WORK TO BE COMPLETED
In all of the records below, replace "verify" with "confirm" and leave every other word as it stands.

Entries on locating named things

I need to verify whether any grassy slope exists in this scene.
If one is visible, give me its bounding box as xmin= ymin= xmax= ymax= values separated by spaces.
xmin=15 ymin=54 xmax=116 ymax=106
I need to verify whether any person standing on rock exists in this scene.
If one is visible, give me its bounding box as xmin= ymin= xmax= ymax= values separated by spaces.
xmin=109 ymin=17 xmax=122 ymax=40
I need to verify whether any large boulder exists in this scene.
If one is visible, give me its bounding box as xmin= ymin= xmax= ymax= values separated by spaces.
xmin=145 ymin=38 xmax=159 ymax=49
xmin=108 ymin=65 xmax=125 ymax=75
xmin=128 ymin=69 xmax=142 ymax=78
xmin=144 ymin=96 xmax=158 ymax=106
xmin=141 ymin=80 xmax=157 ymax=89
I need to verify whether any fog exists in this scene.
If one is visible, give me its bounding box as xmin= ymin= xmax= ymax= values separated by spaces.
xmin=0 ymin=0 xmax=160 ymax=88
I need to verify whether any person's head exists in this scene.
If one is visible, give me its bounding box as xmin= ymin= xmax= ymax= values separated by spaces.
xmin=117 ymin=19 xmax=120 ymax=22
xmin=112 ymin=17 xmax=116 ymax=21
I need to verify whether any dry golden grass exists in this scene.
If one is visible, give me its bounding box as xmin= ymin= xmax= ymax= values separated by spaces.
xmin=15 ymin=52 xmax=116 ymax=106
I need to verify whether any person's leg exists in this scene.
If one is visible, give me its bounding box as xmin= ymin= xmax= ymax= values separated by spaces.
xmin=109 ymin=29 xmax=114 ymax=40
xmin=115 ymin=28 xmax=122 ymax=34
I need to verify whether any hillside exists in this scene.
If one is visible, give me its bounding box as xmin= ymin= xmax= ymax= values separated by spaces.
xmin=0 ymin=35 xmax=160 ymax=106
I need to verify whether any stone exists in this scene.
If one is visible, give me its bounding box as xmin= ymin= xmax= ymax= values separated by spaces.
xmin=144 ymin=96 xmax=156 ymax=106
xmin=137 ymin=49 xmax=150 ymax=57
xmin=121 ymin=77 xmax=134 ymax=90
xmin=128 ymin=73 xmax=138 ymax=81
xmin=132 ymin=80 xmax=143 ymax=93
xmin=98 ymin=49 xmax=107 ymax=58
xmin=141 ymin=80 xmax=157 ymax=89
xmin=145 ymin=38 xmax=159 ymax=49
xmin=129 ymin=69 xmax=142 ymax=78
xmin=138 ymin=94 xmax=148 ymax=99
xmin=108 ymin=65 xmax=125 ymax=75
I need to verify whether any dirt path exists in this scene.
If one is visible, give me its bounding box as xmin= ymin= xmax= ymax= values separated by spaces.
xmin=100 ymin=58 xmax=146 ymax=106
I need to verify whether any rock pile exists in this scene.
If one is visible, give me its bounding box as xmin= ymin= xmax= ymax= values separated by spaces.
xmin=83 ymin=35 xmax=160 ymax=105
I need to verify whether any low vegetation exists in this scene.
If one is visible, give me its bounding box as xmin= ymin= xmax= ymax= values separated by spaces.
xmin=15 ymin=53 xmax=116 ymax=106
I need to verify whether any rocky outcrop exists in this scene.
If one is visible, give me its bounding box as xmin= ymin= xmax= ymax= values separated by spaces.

WRITTEN REPLY
I need to confirm whether any grassy slope exists in this scene.
If one is visible, give me its bounding box as xmin= ymin= xmax= ymax= values separated by spaces.
xmin=15 ymin=54 xmax=116 ymax=106
I need to confirm whether any person standing on rock exists in this scene.
If one is visible, give me its bounding box as xmin= ymin= xmax= ymax= values separated by spaces.
xmin=109 ymin=17 xmax=122 ymax=40
I need to confirm whether any large boulder exists in this scene.
If one is visible, give me its bounding box as xmin= ymin= xmax= ymax= values separated by spaces.
xmin=145 ymin=38 xmax=159 ymax=49
xmin=108 ymin=65 xmax=125 ymax=75
xmin=128 ymin=69 xmax=142 ymax=78
xmin=144 ymin=96 xmax=158 ymax=106
xmin=141 ymin=80 xmax=157 ymax=89
I need to confirm whether any fog exists in this scene.
If one is visible, give me its bounding box as xmin= ymin= xmax= ymax= values separated by spaces.
xmin=0 ymin=0 xmax=160 ymax=88
I need to confirm whether any person's head exists in this scene.
If one is visible, give me its bounding box as xmin= ymin= xmax= ymax= values separated by spaces.
xmin=117 ymin=19 xmax=120 ymax=22
xmin=112 ymin=17 xmax=116 ymax=21
I need to confirm whether any dry golden grass exists in this scene.
If one is visible, give me its bounding box as xmin= ymin= xmax= ymax= values separated by spaces.
xmin=15 ymin=52 xmax=116 ymax=106
I need to confirm whether any person's leg exists in this scene.
If one is visible, give me its bounding box as xmin= ymin= xmax= ymax= values separated by spaces.
xmin=109 ymin=29 xmax=114 ymax=40
xmin=115 ymin=28 xmax=122 ymax=34
I need to confirm whether any hillside exists in this scene.
If one is visible, give me its bounding box as xmin= ymin= xmax= ymax= values separated by spaces.
xmin=0 ymin=35 xmax=160 ymax=106
I need to confirm whether any stone exists in this scene.
If one is visible, give me its bounding box as xmin= ymin= xmax= ymax= values separated by spaces.
xmin=144 ymin=96 xmax=156 ymax=106
xmin=137 ymin=49 xmax=150 ymax=57
xmin=121 ymin=77 xmax=134 ymax=90
xmin=128 ymin=73 xmax=138 ymax=81
xmin=132 ymin=80 xmax=143 ymax=93
xmin=98 ymin=49 xmax=107 ymax=58
xmin=141 ymin=80 xmax=157 ymax=89
xmin=145 ymin=38 xmax=159 ymax=49
xmin=129 ymin=69 xmax=142 ymax=78
xmin=138 ymin=94 xmax=148 ymax=99
xmin=108 ymin=65 xmax=125 ymax=75
I need to confirm whether any dirt path exists in this scene.
If one is visible, give me its bounding box as xmin= ymin= xmax= ymax= values separated by spaces.
xmin=100 ymin=58 xmax=146 ymax=106
I need to confirm whether any rock pile exists in this scene.
If one is visible, give me its bounding box as xmin= ymin= xmax= ymax= values separated by spaces.
xmin=83 ymin=35 xmax=160 ymax=105
I need to confirm whether any low vegetation exists in this scene.
If one is visible, give me its bounding box as xmin= ymin= xmax= ymax= values separated by spaces.
xmin=15 ymin=53 xmax=116 ymax=106
I need to confirm whether any rocky outcrop exists in this scene.
If one is visible, give me its bounding box as xmin= ymin= xmax= ymax= values separated by spaces.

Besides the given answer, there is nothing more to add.